-------- Trecho da página

Ainda ontem, Garrincha, no jogo Botafogo x Flamengo (2), foi quem deu melhor nível, melhor qualidade ao jogo. Ao lado do estádio, no Maracanãzinho, exibiam-se, no mesmo instante, com um êxito estrondoso, os acrobatas chineses. Então, eu pensei cá comigo: — por que cargas d’água esses chineses vieram de tão longe se temos aqui, à mão, nas nossas barbas, um “seu” Mané, que é mil vezes mais acrobático? E com uma vantagem a mais para o nosso patrício: — nos rapazes da China o que existe é o esforço, é a técnica, é o virtuosismo, ao passo que Garrincha é puro instinto. Possui uma riqueza instintiva que lhe dá absoluto destaque sobre os demais. Até Deus, lá do alto, há de admirar-se e há de concluir: — “Esse Garrincha é o maior!” O “seu” Mané não trata a bola a pontapés como fazem os outros. Não. Ele cultiva a bola, como se fosse uma orquídea rara. Domingo, ele puxou o Botafogo para a vitória. Ao avançar, ia desintegrando a defesa rubro-negra. O centro que deu para a cabeçada de Paulinho, o centro de Garrincha só faltou falar, tão justo, exato, perfeito, irretocável. Sim, amigos: “seu” Mané ensina-nos que nada é mais lindo do que a velocidade. Ninguém tem, ninguém, a instantaneidade dos seus reflexos! Diante dele, que não pensa, todos nós, que pensamos, somos uns lerdos, uns bovinos, uns hipopótamos. E porque Garrincha não pensa mesmo, eu faço dele, com muita honra, o meu personagem da semana.

----------------
-------- Seção de dados

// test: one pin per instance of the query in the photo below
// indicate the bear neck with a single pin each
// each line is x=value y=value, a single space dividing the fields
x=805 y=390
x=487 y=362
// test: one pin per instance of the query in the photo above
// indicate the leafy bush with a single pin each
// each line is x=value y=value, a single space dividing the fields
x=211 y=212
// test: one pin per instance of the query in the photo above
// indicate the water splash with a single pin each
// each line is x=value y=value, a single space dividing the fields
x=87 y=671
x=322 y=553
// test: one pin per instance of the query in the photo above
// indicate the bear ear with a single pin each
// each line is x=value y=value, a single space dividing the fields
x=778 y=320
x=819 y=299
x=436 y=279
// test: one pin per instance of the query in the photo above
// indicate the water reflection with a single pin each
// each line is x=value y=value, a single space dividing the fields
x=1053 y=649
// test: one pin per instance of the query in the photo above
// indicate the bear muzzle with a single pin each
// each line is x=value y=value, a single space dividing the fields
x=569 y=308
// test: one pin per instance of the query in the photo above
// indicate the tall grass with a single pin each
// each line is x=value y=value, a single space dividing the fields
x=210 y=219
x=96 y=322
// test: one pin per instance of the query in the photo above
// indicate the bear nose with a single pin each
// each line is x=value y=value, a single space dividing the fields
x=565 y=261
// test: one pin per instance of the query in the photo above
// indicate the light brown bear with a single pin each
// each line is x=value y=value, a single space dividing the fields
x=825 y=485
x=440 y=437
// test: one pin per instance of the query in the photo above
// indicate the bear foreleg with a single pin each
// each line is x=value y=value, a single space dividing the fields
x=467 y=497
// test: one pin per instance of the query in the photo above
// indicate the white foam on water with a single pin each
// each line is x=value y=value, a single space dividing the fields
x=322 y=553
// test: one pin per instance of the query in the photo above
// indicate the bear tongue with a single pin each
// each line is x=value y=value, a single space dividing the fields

----------------

• Tarefa proposta A
No texto sobre Garrincha, qual jogador cabeceou o centro dado por ele no domingo?
• Tarefa proposta B
Prossiga o texto sobre Garrincha a partir da última frase apresentada.

• Resposta correta A
Paulinho.

• Resposta correta B
Manchete Esportiva, 15/11/1958
(1) Título sugerido pela edição deste livro. A crônica foi publicada originalmente sem título na coluna “Meu personagem da semana” e faz referência ao jogador Garrincha. (N.E.)
(2) Campeonato Carioca, no Maracanã (9/11/1958). Botafogo 3 x 2 Flamengo. (N.E.)